**RECORD SET:**
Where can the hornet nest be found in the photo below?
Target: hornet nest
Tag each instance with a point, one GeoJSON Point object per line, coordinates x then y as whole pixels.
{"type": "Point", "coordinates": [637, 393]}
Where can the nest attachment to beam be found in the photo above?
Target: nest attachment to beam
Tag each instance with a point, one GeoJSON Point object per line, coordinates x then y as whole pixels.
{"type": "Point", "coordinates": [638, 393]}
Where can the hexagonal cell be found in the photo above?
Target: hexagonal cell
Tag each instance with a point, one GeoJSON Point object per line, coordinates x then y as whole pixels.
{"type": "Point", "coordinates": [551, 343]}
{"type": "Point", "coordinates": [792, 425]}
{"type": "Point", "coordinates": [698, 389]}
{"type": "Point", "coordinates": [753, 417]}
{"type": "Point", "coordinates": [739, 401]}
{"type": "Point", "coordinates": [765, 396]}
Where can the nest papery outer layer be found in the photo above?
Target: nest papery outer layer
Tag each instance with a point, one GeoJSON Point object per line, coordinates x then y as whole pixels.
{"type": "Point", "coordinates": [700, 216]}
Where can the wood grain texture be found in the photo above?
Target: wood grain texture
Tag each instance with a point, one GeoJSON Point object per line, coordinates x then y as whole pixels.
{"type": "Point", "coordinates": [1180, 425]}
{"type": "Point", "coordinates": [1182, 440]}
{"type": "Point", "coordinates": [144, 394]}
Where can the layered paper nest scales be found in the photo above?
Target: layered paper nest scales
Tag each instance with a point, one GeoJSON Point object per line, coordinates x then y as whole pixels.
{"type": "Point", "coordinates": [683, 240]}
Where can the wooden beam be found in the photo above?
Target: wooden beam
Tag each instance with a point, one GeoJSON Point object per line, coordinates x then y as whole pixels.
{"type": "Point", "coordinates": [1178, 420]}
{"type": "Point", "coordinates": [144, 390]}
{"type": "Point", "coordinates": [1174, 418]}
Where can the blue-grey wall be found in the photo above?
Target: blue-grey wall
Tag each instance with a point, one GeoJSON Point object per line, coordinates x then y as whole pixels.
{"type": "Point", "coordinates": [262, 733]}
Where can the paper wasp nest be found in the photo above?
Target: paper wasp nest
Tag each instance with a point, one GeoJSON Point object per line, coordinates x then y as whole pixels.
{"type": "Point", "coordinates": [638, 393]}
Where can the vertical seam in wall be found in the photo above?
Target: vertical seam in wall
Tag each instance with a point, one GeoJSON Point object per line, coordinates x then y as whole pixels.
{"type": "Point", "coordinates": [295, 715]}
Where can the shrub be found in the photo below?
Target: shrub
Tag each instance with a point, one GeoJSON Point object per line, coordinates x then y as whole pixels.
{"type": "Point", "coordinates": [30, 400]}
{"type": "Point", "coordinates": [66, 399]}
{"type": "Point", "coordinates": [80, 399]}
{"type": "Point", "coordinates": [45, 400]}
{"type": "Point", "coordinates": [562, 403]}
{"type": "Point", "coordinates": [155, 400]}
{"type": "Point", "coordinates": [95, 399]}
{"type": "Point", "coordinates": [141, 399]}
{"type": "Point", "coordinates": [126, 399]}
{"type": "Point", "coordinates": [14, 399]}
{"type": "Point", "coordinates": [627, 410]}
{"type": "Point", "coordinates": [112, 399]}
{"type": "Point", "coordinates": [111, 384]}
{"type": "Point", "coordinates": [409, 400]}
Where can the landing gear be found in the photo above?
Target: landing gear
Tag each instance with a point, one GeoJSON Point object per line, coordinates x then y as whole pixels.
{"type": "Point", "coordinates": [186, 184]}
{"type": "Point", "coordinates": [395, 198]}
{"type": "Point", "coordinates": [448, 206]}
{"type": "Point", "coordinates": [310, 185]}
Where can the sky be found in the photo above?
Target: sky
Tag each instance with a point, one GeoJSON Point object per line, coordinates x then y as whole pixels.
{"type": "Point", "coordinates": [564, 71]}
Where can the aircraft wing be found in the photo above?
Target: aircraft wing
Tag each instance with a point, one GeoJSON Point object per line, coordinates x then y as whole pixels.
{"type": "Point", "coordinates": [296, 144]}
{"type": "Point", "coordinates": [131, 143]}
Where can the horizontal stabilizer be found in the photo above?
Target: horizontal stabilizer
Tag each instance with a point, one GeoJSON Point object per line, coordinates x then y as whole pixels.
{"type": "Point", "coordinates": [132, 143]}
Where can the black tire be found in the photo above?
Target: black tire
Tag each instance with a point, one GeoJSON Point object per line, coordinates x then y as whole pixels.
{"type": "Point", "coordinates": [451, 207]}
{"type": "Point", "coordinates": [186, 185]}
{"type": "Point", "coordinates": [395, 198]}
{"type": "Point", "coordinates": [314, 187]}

**TASK:**
Retype every record above exactly as written.

**COMPLETE RESPONSE:**
Where can the hornet nest be found in the photo below?
Target: hornet nest
Tag each instance with a point, one GeoJSON Point object per line, coordinates x then y as whole pixels.
{"type": "Point", "coordinates": [637, 393]}
Where can the nest attachment to beam be found in the photo above?
Target: nest attachment to beam
Tag each instance with a point, one GeoJSON Point object per line, coordinates x then y as whole pixels.
{"type": "Point", "coordinates": [638, 393]}
Where can the hexagonal cell be found in the photo above?
Target: hexagonal cell
Tag each instance with a point, one GeoJSON Point object per line, coordinates x then y as whole pixels.
{"type": "Point", "coordinates": [551, 343]}
{"type": "Point", "coordinates": [792, 425]}
{"type": "Point", "coordinates": [698, 389]}
{"type": "Point", "coordinates": [753, 417]}
{"type": "Point", "coordinates": [739, 401]}
{"type": "Point", "coordinates": [765, 396]}
Where can the nest papery outer layer be found in the photo above?
Target: nest papery outer layer
Tag each instance with a point, one GeoJSON Point object per line, coordinates x then y as whole pixels.
{"type": "Point", "coordinates": [700, 216]}
Where can the wood grain texture be found in the photo above?
Target: wood grain texture
Tag each instance with a point, one GeoJSON Point object per line, coordinates x then y as whole pixels.
{"type": "Point", "coordinates": [1180, 425]}
{"type": "Point", "coordinates": [1182, 440]}
{"type": "Point", "coordinates": [144, 394]}
Where can the layered paper nest scales be found in the photo above?
Target: layered paper nest scales
Tag each instance with a point, one GeoJSON Point object per line, coordinates x then y as whole pixels.
{"type": "Point", "coordinates": [683, 240]}
Where can the wooden beam be found in the photo above?
Target: wooden beam
Tag each instance with a point, one GeoJSON Point object per line, coordinates x then y as whole pixels.
{"type": "Point", "coordinates": [1178, 420]}
{"type": "Point", "coordinates": [144, 390]}
{"type": "Point", "coordinates": [1174, 418]}
Where can the blue-grey wall be found in the photo above?
Target: blue-grey wall
Tag each instance with a point, one GeoJSON Point object per line, coordinates x then y as whole pixels.
{"type": "Point", "coordinates": [262, 733]}
Where can the paper wasp nest be found in the photo above?
Target: paper wasp nest
Tag each instance with a point, one GeoJSON Point object per line, coordinates x then y as whole pixels.
{"type": "Point", "coordinates": [638, 393]}
Where can the vertical seam in wall be found in the photo above?
Target: vertical seam in wall
Tag each instance with a point, one GeoJSON Point object per line, coordinates x then y as whole pixels.
{"type": "Point", "coordinates": [295, 715]}
Where can the shrub be found in the photo below?
Target: shrub
Tag each instance with a point, one GeoJSON Point object per line, coordinates x then y as whole pixels.
{"type": "Point", "coordinates": [30, 400]}
{"type": "Point", "coordinates": [66, 399]}
{"type": "Point", "coordinates": [80, 399]}
{"type": "Point", "coordinates": [45, 400]}
{"type": "Point", "coordinates": [562, 403]}
{"type": "Point", "coordinates": [155, 400]}
{"type": "Point", "coordinates": [95, 399]}
{"type": "Point", "coordinates": [141, 399]}
{"type": "Point", "coordinates": [126, 399]}
{"type": "Point", "coordinates": [14, 399]}
{"type": "Point", "coordinates": [627, 410]}
{"type": "Point", "coordinates": [112, 399]}
{"type": "Point", "coordinates": [111, 384]}
{"type": "Point", "coordinates": [409, 400]}
Where can the landing gear be found in the photo above?
Target: landing gear
Tag each instance with a point, one GeoJSON Point object per line, coordinates x then y as whole pixels.
{"type": "Point", "coordinates": [186, 184]}
{"type": "Point", "coordinates": [395, 198]}
{"type": "Point", "coordinates": [448, 206]}
{"type": "Point", "coordinates": [310, 185]}
Where can the sky be found in the photo above?
Target: sky
Tag each instance with a point, one GeoJSON Point object per line, coordinates x then y as whole pixels.
{"type": "Point", "coordinates": [564, 71]}
Where can the aircraft wing be found in the photo above?
Target: aircraft wing
Tag each instance with a point, one GeoJSON Point object per line, coordinates x then y as whole pixels.
{"type": "Point", "coordinates": [296, 144]}
{"type": "Point", "coordinates": [131, 143]}
Where can the horizontal stabilizer be found in the photo above?
Target: horizontal stabilizer
Tag each instance with a point, one GeoJSON Point object per line, coordinates x then y as whole pixels.
{"type": "Point", "coordinates": [132, 143]}
Where can the black tire be found in the photo above?
Target: black tire
Tag each instance with a point, one GeoJSON Point object per line, coordinates x then y as whole pixels.
{"type": "Point", "coordinates": [451, 207]}
{"type": "Point", "coordinates": [186, 185]}
{"type": "Point", "coordinates": [395, 198]}
{"type": "Point", "coordinates": [314, 187]}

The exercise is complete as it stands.